§ ЗАДАЧА ДЛЯ РЕШЕНИЯ
Перескажите короче абзац текста об Оренбурге, который начинается словами «Оренбург также по-прежнему считается границей». Главные факты нужно сохранить.
==== ФРАГМЕНТ ТЕКСТА
В 1868 году в Оренбурге, русском степном городе, расположенном примерно в тысяче километров к востоку от Москвы, был открыт новый отдел Русского географического общества. Выступая на церемонии открытия, оренбургский генерал-губернатор Николай Крыжановский призвал географов поддержать цивилизационную миссию европейской России в тех краях, которые он назвал «дикой Азией». Но для этого им предстояло определить, где именно начинается эта «дикая Азия».
Русские географы еще раньше определили, что частью границы между Европой и Азией является река Урал, которая протекает через Оренбург. Крыжановский, похоже, согласился: «физическая география степи ничего не имеет общего с физической географией Оренбургского края по эту сторону Урала», сказал он в своем выступлении. «Сколько здесь видимы естественные богатства, столько там бедности. Сколько здесь надежд на будущее, столько там во всем безнадежности, сколько здесь жизни, столько там окаменелой мертвенности».
Но где именно было это «там»? Крыжановский сказал географам, что им предстоит провести дальнейшие исследования, чтобы «яснее выразить, где собственно лежит граница между Европою, способною к цивилизованной жизни, и Азией, обреченною в этом отношении на помертвелую безнадежность».
Сегодня в Оренбурге по-прежнему царит европейская атмосфера. Его симпатичный центр похож на небольшой музей под открытым небом, напоминающий о тех временах, когда Оренбург был важным колониальным центром, а не тем провинциальным городом средних размеров, которым он является сегодня. В городе есть миниатюрная реконструкция ворот XVIII века, пожалованных Оренбургу Императрицей Елизаветой (которые символизируют собой роль Оренбурга как ворот на Восток), а рядом с воротами — красивый дом, выкрашенный в желтый цвет, где Крыжановский и другие губернаторы занимались делами империи.
Оренбург также по-прежнему считается границей между Европой и Азией, но не столько границей цивилизации, сколько туристическим символом этого провинциального города. Грандиозный пешеходный мост, в середине которого установлена стела, являющаяся пограничным столбом, соединяет европейскую центральную часть города с парком и пляжем на азиатской стороне. Вместо прогулки по мосту вы можете, заплатив примерно 75 центов, воспользоваться канатной дорогой с надписью «Европа-Азия» на вагоне.
Однако той резкой разницы между Европой и Азией, о которой говорил генерал Крыжановский, больше не существует. Россия стала своего рода плавильным котлом, и потомки тех «диких азиатов» (таких, как казахи, башкиры и татары) прогуливаются по оренбургскому мосту рядом с этническими русскими и мало чем отличаются от них — разве, что чертами лица. И все же, оренбургские географы сегодня вновь возвращаются к вопросу о границе между Европой и Азией, пытаясь решить (раз и навсегда) вопрос о том, где же на самом деле она проходит.
Это занятие может показаться анахронизмом в XXI веке, когда все осознают (и ученые-географы больше, чем кто-либо), что понятия «Европа» и «Азия» естественного, географического значения не имеют. Александр Чибилев, нынешний председатель оренбургского филиала Русского географического общества и руководитель проекта по изменению границы, вам первым скажет, что идея строгого разделения между Европой и Азией весьма условна. Я встретился с ним в его офисе — в одном из оренбургских разрушающихся особняков на улице, где и дорога, и тротуар покрыты выбоинами.
========
==== ВЫБОРКА ДАННЫХ
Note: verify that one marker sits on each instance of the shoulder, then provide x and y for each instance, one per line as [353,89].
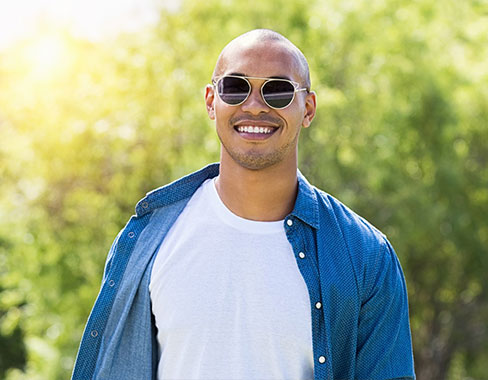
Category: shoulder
[356,231]
[368,249]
========
§ ГОТОВОЕ РЕШЕНИЕ
Оренбург до сих пор считается границей Европы и Азии, но теперь это скорее туристический символ провинциального города, чем граница цивилизации. Большой пешеходный мост со стелой-пограничным столбом посередине соединяет европейский центр с парком и пляжем на азиатской стороне. Можно также примерно за 75 центов проехать по канатной дороге с надписью «Европа-Азия» на вагоне.